## WHAT YOU SHOULD DO
Would you repeat all of the records underneath, exactly as written?

## Text-to-region grounding data
● ● ● ●

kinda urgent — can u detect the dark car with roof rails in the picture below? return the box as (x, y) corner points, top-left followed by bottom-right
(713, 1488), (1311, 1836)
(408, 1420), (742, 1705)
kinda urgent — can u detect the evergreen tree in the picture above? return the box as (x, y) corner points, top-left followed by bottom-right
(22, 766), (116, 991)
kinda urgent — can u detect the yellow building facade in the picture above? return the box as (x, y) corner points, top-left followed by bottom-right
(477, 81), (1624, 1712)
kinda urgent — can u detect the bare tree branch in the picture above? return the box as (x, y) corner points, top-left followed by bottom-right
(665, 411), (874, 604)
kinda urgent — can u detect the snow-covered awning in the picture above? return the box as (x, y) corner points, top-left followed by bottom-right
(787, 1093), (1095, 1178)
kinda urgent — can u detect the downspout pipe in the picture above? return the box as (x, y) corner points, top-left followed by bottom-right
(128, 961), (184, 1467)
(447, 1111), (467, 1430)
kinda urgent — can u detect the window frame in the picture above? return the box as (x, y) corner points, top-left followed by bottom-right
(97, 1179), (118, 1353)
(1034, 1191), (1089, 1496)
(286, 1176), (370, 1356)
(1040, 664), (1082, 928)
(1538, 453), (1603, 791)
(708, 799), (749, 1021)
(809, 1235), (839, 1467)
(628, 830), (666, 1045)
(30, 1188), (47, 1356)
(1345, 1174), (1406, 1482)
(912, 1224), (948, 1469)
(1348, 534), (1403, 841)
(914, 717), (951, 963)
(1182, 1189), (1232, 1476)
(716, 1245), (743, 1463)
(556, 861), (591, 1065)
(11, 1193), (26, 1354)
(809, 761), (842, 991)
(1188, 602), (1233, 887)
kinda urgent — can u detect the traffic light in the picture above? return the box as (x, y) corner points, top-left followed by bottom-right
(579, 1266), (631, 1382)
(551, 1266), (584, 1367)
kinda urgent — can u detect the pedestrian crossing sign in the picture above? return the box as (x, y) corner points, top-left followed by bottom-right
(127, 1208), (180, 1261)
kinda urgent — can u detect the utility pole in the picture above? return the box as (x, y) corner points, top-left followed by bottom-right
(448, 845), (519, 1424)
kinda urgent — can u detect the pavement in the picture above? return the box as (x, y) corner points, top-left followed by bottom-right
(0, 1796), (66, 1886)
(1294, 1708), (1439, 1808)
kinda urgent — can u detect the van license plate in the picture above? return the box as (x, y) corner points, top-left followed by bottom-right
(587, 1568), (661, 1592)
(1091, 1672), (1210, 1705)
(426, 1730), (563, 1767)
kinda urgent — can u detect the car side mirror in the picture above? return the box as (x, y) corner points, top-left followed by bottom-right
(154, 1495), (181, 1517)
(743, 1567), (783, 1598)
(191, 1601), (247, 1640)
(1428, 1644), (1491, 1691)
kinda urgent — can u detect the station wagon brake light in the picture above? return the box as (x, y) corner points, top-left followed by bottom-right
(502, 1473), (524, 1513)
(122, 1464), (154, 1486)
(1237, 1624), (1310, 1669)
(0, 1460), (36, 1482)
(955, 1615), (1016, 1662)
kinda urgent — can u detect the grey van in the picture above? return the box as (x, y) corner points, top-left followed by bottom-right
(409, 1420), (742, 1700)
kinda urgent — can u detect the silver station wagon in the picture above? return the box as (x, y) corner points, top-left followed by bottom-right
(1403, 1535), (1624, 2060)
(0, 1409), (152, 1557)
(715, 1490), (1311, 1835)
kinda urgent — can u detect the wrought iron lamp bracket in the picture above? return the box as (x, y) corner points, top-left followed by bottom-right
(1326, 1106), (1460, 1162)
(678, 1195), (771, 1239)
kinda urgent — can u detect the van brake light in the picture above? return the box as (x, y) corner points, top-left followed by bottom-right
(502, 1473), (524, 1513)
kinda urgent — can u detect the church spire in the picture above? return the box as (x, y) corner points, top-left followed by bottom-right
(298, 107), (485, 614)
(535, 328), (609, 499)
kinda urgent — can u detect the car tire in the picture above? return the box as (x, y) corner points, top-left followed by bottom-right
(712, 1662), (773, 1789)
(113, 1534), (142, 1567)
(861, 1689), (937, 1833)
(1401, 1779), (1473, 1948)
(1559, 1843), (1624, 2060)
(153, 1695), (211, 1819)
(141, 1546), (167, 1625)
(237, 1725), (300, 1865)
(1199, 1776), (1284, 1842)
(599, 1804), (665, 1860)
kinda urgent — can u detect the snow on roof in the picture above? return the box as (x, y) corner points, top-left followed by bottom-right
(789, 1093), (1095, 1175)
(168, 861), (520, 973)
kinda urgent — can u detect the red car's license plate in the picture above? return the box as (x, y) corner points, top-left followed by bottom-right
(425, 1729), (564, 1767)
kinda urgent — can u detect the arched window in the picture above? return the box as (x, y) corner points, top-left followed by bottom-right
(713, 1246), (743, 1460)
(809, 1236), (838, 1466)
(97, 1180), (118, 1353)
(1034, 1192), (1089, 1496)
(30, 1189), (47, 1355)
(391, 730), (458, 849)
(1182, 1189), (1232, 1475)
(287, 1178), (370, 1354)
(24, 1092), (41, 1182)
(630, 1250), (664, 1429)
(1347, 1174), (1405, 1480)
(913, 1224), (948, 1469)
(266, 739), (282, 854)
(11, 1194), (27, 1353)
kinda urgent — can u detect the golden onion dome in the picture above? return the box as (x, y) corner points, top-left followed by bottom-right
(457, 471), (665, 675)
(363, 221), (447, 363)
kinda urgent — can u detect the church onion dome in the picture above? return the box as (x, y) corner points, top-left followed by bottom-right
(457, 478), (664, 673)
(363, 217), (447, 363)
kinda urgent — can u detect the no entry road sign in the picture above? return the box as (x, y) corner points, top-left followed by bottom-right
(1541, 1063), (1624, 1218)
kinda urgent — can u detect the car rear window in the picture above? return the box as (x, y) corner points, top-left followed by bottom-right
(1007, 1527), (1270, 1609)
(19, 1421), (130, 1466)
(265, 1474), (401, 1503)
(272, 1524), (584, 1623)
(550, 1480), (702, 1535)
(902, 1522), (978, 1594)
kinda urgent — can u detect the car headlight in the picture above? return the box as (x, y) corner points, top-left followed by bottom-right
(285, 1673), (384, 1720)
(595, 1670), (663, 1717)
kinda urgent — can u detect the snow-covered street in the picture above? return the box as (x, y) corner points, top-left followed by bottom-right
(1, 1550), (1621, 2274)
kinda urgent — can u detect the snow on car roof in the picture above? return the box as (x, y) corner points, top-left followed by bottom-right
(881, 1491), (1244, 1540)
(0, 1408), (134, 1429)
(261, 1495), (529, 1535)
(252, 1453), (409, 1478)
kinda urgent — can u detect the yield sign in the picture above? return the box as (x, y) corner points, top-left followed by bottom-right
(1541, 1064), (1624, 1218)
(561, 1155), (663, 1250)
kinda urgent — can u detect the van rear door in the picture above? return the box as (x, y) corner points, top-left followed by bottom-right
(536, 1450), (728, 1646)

● ● ● ●

## TASK RESULT
kinda urgent — can u detect the dark car with roof rails in the picture below? return the box as (x, y) corner points, top-left followed by bottom-right
(713, 1488), (1311, 1836)
(408, 1420), (742, 1705)
kinda urgent — can u detect the evergreen tree in the picture above? return the box as (x, y) corner points, top-left followed by bottom-right
(22, 766), (116, 991)
kinda urgent — can u detect the yellow building facade in the picture above? return the box as (x, y) corner points, top-left followed by bottom-right
(477, 81), (1624, 1712)
kinda urgent — can u detect the bare tree branch in the picture above? return the box as (x, y) corner points, top-left followed by bottom-right
(665, 411), (874, 604)
kinda urgent — can u detect the snow-covered awning in the picture above? return the box as (x, y) corner points, top-left followed by bottom-right
(787, 1093), (1095, 1178)
kinda urgent — can u detect the downspout pipe in the picture above? return the box as (x, y) corner points, top-left followed by bottom-right
(128, 961), (184, 1467)
(447, 1111), (467, 1430)
kinda urgent — can u detect the window frame in the picture above? return the box as (x, y) corner points, top-left followed by bottom-right
(97, 1179), (118, 1353)
(1034, 1191), (1089, 1496)
(286, 1176), (370, 1356)
(1040, 664), (1082, 928)
(1538, 453), (1603, 791)
(708, 799), (749, 1021)
(809, 1235), (839, 1467)
(628, 830), (666, 1045)
(30, 1188), (47, 1356)
(1345, 1174), (1406, 1482)
(912, 1224), (948, 1469)
(1348, 534), (1403, 841)
(914, 717), (951, 963)
(1182, 1189), (1232, 1476)
(716, 1245), (743, 1463)
(556, 861), (591, 1065)
(11, 1193), (26, 1354)
(809, 761), (842, 991)
(1188, 602), (1233, 887)
kinda urgent — can u detect the traffic light in the picture above? return the box as (x, y) corner points, top-left followed by bottom-right
(579, 1266), (631, 1382)
(551, 1266), (584, 1367)
kinda urgent — can u detect the pedestrian crossing sign in the picture above? return the box as (x, y) corner points, top-left followed by bottom-right
(127, 1208), (180, 1261)
kinda urgent — can u detect the utility pole in the picture above? return the box as (x, y) corner points, top-left followed by bottom-right
(448, 845), (519, 1424)
kinda urgent — can u detect the pavement in the picture above? return the box as (x, y) corner points, top-left followed by bottom-right
(0, 1796), (66, 1886)
(1294, 1708), (1439, 1808)
kinda urgent — can u detect the van license plate in the picture above? return the box as (x, y) corner points, top-left followed by bottom-right
(587, 1568), (661, 1592)
(1091, 1672), (1210, 1705)
(426, 1730), (563, 1767)
kinda urgent — can u detect the car side mirror in the picture above? return the box as (x, y) corner points, top-left followed by bottom-right
(154, 1495), (181, 1517)
(743, 1567), (783, 1598)
(191, 1601), (247, 1640)
(1428, 1644), (1491, 1691)
kinda urgent — can u detect the station wagon brake light in the picture above? return the box as (x, y) corner points, top-left followed by bottom-right
(502, 1473), (524, 1513)
(122, 1464), (154, 1486)
(1237, 1624), (1310, 1669)
(0, 1460), (36, 1482)
(955, 1615), (1016, 1662)
kinda urgent — can u detect the grey van in the picture above? return the box as (x, y) corner points, top-left followed by bottom-right
(409, 1420), (742, 1700)
kinda urgent — can u detect the silver station wagon in the picture above? return the box as (x, y) corner points, top-left followed by bottom-right
(1403, 1535), (1624, 2060)
(0, 1409), (152, 1557)
(715, 1490), (1311, 1835)
kinda urgent — can u detect the wrought iron lamp bracket in the picture above? return the box as (x, y) corner points, top-left followed by bottom-right
(1326, 1106), (1460, 1162)
(678, 1195), (771, 1239)
kinda urgent — can u detect the van brake light in the picture above? return the box as (x, y) corner points, top-left followed by bottom-right
(502, 1473), (524, 1513)
kinda urgent — can u detect the church spire in the picture above? return the box as (x, y) corner points, top-left followed by bottom-right
(298, 107), (485, 614)
(535, 328), (609, 499)
kinda urgent — can u detect the car tire in the picture above? return the box as (x, y) corner points, top-left followed by bottom-right
(712, 1662), (773, 1789)
(113, 1534), (142, 1567)
(861, 1689), (937, 1833)
(1401, 1779), (1473, 1948)
(1559, 1843), (1624, 2060)
(153, 1695), (211, 1819)
(141, 1546), (167, 1625)
(237, 1725), (300, 1865)
(1199, 1776), (1284, 1842)
(599, 1804), (665, 1860)
kinda urgent — can u detect the snow on roof in the picture above? return the box as (x, y) corner points, top-left followed by bottom-right
(789, 1093), (1095, 1175)
(168, 861), (520, 973)
kinda urgent — can u detect the red car's license plate in the picture above? return the box as (x, y) corner points, top-left followed by bottom-right
(425, 1729), (564, 1767)
kinda urgent — can u detect the arched window in the picture above? return the box as (x, y) corner points, top-left followed by bottom-right
(713, 1246), (743, 1460)
(809, 1236), (838, 1466)
(97, 1180), (118, 1353)
(1034, 1192), (1089, 1496)
(30, 1189), (47, 1355)
(391, 730), (458, 849)
(1182, 1189), (1232, 1475)
(287, 1178), (370, 1354)
(24, 1092), (41, 1182)
(630, 1250), (664, 1429)
(1347, 1174), (1405, 1480)
(913, 1224), (948, 1469)
(266, 739), (282, 854)
(11, 1194), (27, 1353)
kinda urgent — can u detect the golden onion dome in the picture above? return the box as (x, y) corner points, top-left followed by bottom-right
(457, 471), (665, 675)
(363, 221), (447, 363)
kinda urgent — can u detect the church onion dome in the picture above? return the box as (x, y) corner points, top-left followed by bottom-right
(457, 478), (664, 673)
(363, 217), (447, 363)
kinda urgent — can u detect the no entry road sign in the picture above? return the box as (x, y) corner points, top-left followed by bottom-right
(1541, 1063), (1624, 1218)
kinda urgent — can u detect the car rear window in the picture above? return the box as (x, y) corner points, top-left followed by bottom-right
(1007, 1527), (1270, 1609)
(19, 1421), (130, 1466)
(265, 1474), (401, 1503)
(272, 1524), (584, 1623)
(550, 1480), (702, 1535)
(902, 1522), (978, 1594)
kinda urgent — can u detect the car headlight in the picture above? return the box as (x, y) corner points, top-left followed by bottom-right
(285, 1673), (384, 1720)
(595, 1670), (663, 1717)
kinda urgent — can u detect the snow-covered street in the picture above? return the box as (x, y) corner points, top-left followed by bottom-right
(1, 1550), (1621, 2274)
kinda urgent — can u detect the snow on car roof in the picture above? return the box as (x, y) corner points, top-left followed by bottom-right
(881, 1491), (1244, 1540)
(0, 1408), (134, 1429)
(261, 1495), (529, 1535)
(252, 1453), (409, 1478)
kinda urgent — can u detect the yield sign in the picture above? return the box as (x, y) corner points, top-left followed by bottom-right
(1541, 1064), (1624, 1218)
(561, 1155), (663, 1250)
kinda urgent — can u detect the van rear door in the picture above? return the box as (x, y) corner points, top-left followed by bottom-right
(536, 1450), (728, 1646)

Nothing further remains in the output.